(PROBLEM STATEMENT):
Print out each entry below exactly, please.

^^^^^^^^

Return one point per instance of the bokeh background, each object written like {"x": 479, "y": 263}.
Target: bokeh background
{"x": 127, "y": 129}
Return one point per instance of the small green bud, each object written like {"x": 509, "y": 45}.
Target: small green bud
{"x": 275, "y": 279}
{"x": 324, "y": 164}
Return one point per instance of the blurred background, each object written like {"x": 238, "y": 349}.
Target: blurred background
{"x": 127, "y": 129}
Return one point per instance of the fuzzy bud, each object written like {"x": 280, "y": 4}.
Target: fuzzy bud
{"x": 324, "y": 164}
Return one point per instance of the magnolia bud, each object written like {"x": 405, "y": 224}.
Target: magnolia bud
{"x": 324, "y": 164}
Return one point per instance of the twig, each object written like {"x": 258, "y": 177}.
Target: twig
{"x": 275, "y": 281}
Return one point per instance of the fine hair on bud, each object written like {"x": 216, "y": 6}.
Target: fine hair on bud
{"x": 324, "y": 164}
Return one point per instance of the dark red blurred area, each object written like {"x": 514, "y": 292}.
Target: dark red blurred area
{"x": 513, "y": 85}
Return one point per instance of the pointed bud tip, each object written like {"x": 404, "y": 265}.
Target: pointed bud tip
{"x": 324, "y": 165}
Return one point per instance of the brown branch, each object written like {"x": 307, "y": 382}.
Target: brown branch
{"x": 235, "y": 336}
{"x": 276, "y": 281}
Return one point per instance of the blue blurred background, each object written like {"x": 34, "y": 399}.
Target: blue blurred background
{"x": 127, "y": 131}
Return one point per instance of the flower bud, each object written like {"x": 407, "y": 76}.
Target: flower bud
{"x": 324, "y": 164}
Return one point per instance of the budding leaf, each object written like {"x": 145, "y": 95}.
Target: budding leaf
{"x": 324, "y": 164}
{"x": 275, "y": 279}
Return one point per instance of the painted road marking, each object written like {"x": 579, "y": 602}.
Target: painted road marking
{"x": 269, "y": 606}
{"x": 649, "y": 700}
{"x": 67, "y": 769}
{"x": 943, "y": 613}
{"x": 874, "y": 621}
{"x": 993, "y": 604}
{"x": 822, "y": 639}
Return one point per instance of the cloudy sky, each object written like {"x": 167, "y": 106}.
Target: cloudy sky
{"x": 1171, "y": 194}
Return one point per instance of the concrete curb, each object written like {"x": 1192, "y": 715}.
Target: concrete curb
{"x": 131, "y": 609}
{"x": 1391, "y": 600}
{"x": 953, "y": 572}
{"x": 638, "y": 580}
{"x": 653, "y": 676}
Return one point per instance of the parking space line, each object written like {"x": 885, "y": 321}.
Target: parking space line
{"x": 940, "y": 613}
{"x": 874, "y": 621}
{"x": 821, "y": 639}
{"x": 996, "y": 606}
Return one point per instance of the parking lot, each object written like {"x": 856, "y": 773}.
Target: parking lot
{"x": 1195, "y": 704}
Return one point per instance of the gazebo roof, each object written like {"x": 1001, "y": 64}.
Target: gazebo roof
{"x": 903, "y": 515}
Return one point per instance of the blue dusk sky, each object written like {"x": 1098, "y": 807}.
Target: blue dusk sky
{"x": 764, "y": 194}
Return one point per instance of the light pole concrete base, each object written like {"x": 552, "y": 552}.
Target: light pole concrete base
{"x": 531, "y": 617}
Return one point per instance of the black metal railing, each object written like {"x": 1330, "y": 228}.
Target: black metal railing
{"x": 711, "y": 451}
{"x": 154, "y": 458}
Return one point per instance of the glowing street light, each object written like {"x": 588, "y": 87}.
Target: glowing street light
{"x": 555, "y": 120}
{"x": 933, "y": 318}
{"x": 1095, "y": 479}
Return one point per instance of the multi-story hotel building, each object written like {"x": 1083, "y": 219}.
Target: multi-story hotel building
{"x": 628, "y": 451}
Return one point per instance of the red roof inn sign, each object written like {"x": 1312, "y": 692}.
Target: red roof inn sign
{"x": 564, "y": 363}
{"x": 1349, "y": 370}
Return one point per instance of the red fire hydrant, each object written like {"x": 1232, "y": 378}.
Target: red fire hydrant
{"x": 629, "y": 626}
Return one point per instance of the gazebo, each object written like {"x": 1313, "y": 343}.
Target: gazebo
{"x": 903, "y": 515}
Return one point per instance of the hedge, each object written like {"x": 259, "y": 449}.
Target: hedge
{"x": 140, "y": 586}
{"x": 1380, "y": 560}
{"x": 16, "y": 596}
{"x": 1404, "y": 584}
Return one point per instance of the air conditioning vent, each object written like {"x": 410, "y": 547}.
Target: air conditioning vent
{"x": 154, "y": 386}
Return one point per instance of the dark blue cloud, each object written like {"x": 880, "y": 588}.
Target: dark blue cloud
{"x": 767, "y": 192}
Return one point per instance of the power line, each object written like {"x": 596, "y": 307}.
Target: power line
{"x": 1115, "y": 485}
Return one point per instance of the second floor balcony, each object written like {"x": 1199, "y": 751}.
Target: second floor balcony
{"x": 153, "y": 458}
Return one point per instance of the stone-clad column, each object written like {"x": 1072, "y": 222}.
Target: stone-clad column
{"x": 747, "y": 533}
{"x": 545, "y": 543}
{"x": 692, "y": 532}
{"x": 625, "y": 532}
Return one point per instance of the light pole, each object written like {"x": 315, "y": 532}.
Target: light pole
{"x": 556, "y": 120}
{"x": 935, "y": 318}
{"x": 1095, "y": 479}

^^^^^^^^

(OUTPUT OF THE EXERCISE):
Return one point per instance of the bokeh background, each object written like {"x": 479, "y": 263}.
Target: bokeh background
{"x": 127, "y": 129}
Return one point per instance of the small green bud, each object written like {"x": 509, "y": 45}.
Target: small green bud
{"x": 275, "y": 279}
{"x": 324, "y": 164}
Return one point per instance of the blurred background, each object written like {"x": 238, "y": 349}.
Target: blurred background
{"x": 127, "y": 129}
Return one point per instance of the fuzzy bud, each object written like {"x": 280, "y": 4}.
Target: fuzzy bud
{"x": 324, "y": 164}
Return one point per instance of the magnolia bud, each object written like {"x": 405, "y": 224}.
Target: magnolia bud
{"x": 324, "y": 164}
Return one point per instance of the twig, each object written like {"x": 258, "y": 177}.
Target: twig
{"x": 275, "y": 281}
Return one point per instance of the fine hair on bud, each object written like {"x": 216, "y": 6}.
Target: fine hair on bud
{"x": 324, "y": 164}
Return one point per instance of the dark red blurred area, each object written like {"x": 514, "y": 292}.
Target: dark red blurred area
{"x": 513, "y": 85}
Return one point per instance of the pointed bud tip, each object written like {"x": 404, "y": 265}.
Target: pointed bud tip
{"x": 324, "y": 165}
Return one point per instance of the brown branch, each object written like {"x": 307, "y": 382}.
Target: brown branch
{"x": 235, "y": 336}
{"x": 276, "y": 281}
Return one point per instance of the blue blurred background, each object written like {"x": 34, "y": 399}.
Target: blue blurred background
{"x": 127, "y": 131}
Return one point per instance of the flower bud, each object written like {"x": 407, "y": 76}.
Target: flower bud
{"x": 324, "y": 164}
Return one point per instance of the budding leaf, each object written like {"x": 145, "y": 95}.
Target: budding leaf
{"x": 324, "y": 164}
{"x": 275, "y": 279}
Return one point per instance of the painted road marking, each object written like {"x": 579, "y": 602}.
Target: painted road marking
{"x": 269, "y": 606}
{"x": 649, "y": 700}
{"x": 67, "y": 769}
{"x": 943, "y": 613}
{"x": 874, "y": 621}
{"x": 993, "y": 604}
{"x": 822, "y": 639}
Return one point per instance of the cloudy sky, each object written like {"x": 167, "y": 106}.
Target: cloudy sky
{"x": 1171, "y": 194}
Return one point per instance of the concrete curb, each object written like {"x": 1192, "y": 715}.
Target: concrete curb
{"x": 131, "y": 609}
{"x": 1391, "y": 600}
{"x": 953, "y": 572}
{"x": 638, "y": 580}
{"x": 653, "y": 676}
Return one point per instance of the parking space line, each object written like {"x": 885, "y": 321}.
Target: parking space line
{"x": 940, "y": 613}
{"x": 874, "y": 621}
{"x": 821, "y": 639}
{"x": 996, "y": 606}
Return one point per instance of the parking lot, each object written like {"x": 856, "y": 773}.
Target: parking lot
{"x": 1195, "y": 704}
Return one point per instance of the gazebo roof, each object written like {"x": 1001, "y": 64}.
Target: gazebo roof
{"x": 903, "y": 515}
Return one point per instance of the blue dusk sky, each object written like {"x": 1098, "y": 807}.
Target: blue dusk sky
{"x": 764, "y": 194}
Return one point per instance of the light pole concrete base, each object written like {"x": 552, "y": 552}.
Target: light pole concrete base
{"x": 531, "y": 617}
Return one point per instance of the black metal railing, each object written like {"x": 1330, "y": 228}.
Target: black metal railing
{"x": 711, "y": 451}
{"x": 154, "y": 458}
Return one point per instance of the glowing street light, each object written like {"x": 588, "y": 87}.
Target: glowing street light
{"x": 555, "y": 120}
{"x": 933, "y": 318}
{"x": 1095, "y": 479}
Return one point per instance of the multi-story hotel building, each object written like {"x": 1083, "y": 219}.
Target: multi-story hotel building
{"x": 628, "y": 451}
Return one point per instance of the red roof inn sign, each object written like {"x": 1312, "y": 692}.
Target: red roof inn sign
{"x": 564, "y": 363}
{"x": 1349, "y": 370}
Return one point per instance of the red fire hydrant, each object written like {"x": 1232, "y": 378}.
Target: red fire hydrant
{"x": 629, "y": 626}
Return one point per instance of the gazebo, each object written like {"x": 1313, "y": 343}.
Target: gazebo
{"x": 903, "y": 515}
Return one point per instance of the hedge, each object written like {"x": 259, "y": 449}.
Target: hedge
{"x": 140, "y": 586}
{"x": 1380, "y": 560}
{"x": 16, "y": 596}
{"x": 1404, "y": 584}
Return one point per instance of the air conditioning vent, each object written like {"x": 410, "y": 547}.
Target: air conditioning vent
{"x": 154, "y": 386}
Return one point per instance of the dark blue cloud, each object written like {"x": 880, "y": 588}.
Target: dark blue cloud
{"x": 767, "y": 192}
Return one point per instance of the power line, each object written like {"x": 596, "y": 307}.
Target: power line
{"x": 1115, "y": 485}
Return one point per instance of the second floor balcony, each object written like {"x": 1199, "y": 751}.
Target: second floor balcony
{"x": 153, "y": 458}
Return one point per instance of the stone-clad column, each object written like {"x": 1072, "y": 222}.
Target: stone-clad column
{"x": 747, "y": 533}
{"x": 545, "y": 543}
{"x": 692, "y": 532}
{"x": 625, "y": 532}
Return one point per instance of the light pole, each object written like {"x": 315, "y": 532}.
Target: light pole
{"x": 556, "y": 120}
{"x": 935, "y": 318}
{"x": 1095, "y": 479}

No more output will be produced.